• Prompt: Exactly reproduce the entries, dropping any pictures from your copy.
- - -
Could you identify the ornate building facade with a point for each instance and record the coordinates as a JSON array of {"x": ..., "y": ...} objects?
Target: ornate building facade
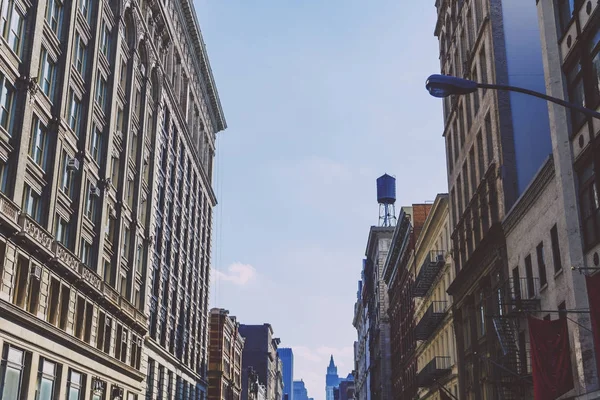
[
  {"x": 496, "y": 142},
  {"x": 109, "y": 107},
  {"x": 225, "y": 357},
  {"x": 434, "y": 331}
]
- - -
• Output:
Could you identify the ornate building facade with a point for each instance and record the coordinates as a JSON array of {"x": ..., "y": ...} objects?
Target: ornate building facade
[
  {"x": 496, "y": 142},
  {"x": 109, "y": 107},
  {"x": 225, "y": 357},
  {"x": 434, "y": 331}
]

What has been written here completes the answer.